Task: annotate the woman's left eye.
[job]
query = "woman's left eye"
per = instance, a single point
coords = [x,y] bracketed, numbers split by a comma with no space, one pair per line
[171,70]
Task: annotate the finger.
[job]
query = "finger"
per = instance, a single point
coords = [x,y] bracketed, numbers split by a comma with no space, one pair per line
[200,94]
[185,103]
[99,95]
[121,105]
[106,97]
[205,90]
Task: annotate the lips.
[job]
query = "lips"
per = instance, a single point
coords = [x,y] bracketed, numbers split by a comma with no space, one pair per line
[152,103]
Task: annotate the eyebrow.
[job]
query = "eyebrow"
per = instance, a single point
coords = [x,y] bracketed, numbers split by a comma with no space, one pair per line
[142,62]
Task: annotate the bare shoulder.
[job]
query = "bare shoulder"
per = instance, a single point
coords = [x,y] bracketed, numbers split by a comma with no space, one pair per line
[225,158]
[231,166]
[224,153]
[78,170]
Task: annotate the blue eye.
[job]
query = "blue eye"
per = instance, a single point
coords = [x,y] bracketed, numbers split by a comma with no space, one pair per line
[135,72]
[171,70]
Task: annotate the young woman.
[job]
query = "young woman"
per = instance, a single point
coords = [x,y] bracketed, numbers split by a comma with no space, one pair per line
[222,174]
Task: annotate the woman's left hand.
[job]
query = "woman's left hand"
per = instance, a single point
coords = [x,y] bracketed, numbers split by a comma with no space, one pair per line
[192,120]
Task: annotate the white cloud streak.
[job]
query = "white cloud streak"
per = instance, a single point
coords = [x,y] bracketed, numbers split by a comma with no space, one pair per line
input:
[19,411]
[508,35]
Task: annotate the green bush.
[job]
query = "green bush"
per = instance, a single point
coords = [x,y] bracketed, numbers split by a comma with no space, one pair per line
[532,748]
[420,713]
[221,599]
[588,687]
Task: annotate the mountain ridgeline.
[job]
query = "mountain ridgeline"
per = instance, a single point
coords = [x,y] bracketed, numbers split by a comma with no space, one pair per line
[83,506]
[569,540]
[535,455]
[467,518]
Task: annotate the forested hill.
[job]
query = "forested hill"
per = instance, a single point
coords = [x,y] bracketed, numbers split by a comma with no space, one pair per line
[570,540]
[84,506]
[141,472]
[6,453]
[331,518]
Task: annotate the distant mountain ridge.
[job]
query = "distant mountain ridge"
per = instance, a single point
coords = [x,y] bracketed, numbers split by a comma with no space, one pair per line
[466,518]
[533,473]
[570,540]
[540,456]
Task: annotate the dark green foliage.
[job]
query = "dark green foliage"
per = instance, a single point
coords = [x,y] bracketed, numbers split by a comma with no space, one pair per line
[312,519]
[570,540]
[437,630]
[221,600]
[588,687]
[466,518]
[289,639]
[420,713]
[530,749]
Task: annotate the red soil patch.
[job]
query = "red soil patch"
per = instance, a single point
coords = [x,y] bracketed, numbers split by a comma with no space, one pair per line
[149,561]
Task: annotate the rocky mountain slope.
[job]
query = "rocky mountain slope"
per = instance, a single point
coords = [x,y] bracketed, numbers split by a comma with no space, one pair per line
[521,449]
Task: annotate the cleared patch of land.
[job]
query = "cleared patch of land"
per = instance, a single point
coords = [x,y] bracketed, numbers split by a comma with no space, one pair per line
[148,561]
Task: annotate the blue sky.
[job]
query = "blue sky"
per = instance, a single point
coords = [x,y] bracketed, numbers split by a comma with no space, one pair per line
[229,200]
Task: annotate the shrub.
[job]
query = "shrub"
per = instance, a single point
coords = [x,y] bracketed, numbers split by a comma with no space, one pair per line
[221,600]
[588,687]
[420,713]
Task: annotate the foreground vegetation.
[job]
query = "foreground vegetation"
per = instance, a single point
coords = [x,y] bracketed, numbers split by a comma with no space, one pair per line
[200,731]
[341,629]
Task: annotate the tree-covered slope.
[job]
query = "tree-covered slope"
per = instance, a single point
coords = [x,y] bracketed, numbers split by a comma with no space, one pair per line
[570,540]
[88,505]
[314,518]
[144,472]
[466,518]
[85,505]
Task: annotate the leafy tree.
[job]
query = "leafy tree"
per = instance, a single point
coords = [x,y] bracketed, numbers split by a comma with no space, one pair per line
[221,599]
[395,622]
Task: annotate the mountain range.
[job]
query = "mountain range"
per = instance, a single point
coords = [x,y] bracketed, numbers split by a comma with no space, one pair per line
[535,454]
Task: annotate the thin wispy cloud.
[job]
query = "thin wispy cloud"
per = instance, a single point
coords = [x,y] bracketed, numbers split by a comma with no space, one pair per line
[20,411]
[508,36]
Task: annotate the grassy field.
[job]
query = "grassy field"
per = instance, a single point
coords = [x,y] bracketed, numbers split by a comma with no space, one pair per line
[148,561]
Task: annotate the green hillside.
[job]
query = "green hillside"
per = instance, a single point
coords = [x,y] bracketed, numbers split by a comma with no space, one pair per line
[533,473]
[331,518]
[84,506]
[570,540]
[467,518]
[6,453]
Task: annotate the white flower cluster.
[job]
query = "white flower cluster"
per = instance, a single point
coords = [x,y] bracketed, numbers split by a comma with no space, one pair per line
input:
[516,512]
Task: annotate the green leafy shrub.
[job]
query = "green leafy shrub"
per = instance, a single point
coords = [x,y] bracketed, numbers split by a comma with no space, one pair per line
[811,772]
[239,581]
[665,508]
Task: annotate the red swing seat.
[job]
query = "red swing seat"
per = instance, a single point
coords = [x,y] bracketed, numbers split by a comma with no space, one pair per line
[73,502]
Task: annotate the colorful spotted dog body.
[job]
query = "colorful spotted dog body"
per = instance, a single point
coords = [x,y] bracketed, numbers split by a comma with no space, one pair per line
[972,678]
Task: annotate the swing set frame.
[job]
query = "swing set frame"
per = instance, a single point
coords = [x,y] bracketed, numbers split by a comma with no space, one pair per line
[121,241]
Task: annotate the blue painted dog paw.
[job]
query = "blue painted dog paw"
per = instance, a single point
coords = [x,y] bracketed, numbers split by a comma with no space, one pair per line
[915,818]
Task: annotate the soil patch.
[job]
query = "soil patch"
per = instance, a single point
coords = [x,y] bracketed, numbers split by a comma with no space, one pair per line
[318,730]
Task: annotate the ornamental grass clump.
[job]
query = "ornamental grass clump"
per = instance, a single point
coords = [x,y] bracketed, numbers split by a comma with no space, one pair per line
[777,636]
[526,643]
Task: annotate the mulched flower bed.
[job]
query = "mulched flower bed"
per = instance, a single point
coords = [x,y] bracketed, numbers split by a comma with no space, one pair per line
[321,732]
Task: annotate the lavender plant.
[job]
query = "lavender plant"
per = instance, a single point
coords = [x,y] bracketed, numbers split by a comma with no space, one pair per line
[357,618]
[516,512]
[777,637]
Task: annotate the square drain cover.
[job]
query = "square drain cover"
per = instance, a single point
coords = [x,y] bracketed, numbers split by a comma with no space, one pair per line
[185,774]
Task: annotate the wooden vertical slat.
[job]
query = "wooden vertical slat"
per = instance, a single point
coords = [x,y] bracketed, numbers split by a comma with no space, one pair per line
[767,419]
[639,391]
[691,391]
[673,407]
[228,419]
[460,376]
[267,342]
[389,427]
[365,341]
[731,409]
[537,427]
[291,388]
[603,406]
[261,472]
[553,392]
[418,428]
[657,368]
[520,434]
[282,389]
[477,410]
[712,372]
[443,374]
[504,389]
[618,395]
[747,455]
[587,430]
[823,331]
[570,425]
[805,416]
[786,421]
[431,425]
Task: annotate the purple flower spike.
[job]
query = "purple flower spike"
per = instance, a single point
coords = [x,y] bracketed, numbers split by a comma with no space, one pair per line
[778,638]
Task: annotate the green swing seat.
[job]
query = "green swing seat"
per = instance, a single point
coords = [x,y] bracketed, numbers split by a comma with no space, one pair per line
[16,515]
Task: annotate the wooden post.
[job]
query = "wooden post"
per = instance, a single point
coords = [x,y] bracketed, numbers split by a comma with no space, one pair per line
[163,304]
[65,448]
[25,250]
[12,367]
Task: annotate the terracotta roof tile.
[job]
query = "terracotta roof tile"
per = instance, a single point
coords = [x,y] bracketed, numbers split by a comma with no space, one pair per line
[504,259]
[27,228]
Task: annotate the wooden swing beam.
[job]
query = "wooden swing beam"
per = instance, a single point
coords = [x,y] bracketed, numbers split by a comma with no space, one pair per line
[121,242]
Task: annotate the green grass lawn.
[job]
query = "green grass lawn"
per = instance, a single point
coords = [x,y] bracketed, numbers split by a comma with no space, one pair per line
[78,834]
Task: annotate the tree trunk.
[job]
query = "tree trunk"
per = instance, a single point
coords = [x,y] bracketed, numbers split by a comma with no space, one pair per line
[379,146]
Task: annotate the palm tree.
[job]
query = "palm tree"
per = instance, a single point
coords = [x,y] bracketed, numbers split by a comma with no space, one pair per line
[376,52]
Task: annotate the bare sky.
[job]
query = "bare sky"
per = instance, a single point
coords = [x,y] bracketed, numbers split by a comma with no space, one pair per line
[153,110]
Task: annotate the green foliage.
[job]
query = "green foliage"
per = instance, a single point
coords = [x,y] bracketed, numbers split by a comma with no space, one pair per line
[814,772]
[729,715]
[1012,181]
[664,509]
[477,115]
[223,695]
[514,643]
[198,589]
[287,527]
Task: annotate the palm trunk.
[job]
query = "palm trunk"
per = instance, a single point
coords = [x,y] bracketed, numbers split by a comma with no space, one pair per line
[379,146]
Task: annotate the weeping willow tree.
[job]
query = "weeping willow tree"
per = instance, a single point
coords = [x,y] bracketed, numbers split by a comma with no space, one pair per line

──────────

Print exactly the lines above, starting at the line that contains "Task: annotate the green grass lawn." and ending with the last line of the records, both included.

Reply to the task —
Task: annotate the green grass lawn.
[job]
query = "green grass lawn"
per = instance, a single point
coords = [x,y] bracketed, numbers split by a comma with no space, one pair per line
[78,834]
Task: annotate the tree trunk.
[job]
query = "tree trunk"
per = instance, a single point
coords = [x,y] bracketed, numbers split by a comma with no space, one pair per line
[379,146]
Task: annotate the palm tree.
[job]
query = "palm tree"
per = instance, a single point
coords = [x,y] bracketed, numbers split by a comma with no space, one pair per line
[376,52]
Task: annotate the bare sky.
[job]
query = "bare sky"
per = instance, a single point
coords = [x,y] bracketed, numbers split by a comma with no space, one pair per line
[153,110]
Task: annotate the green foliage.
[job]
query = "green foliage"
per = instance, a single point
coords = [x,y] bracketed, numbers split by a comma with no space, one pair per line
[814,772]
[729,715]
[1012,181]
[664,509]
[477,115]
[223,695]
[514,643]
[198,589]
[287,527]
Task: annotate the palm trunk.
[job]
query = "palm trunk"
per = instance, a single point
coords = [x,y] bracketed, numbers split by a comma with no space, one pair per line
[379,146]
Task: annotate the weeping willow tree.
[job]
query = "weeping willow tree"
per = instance, a single point
coords = [x,y] bracketed, numbers split by a comma with no space, one pair per line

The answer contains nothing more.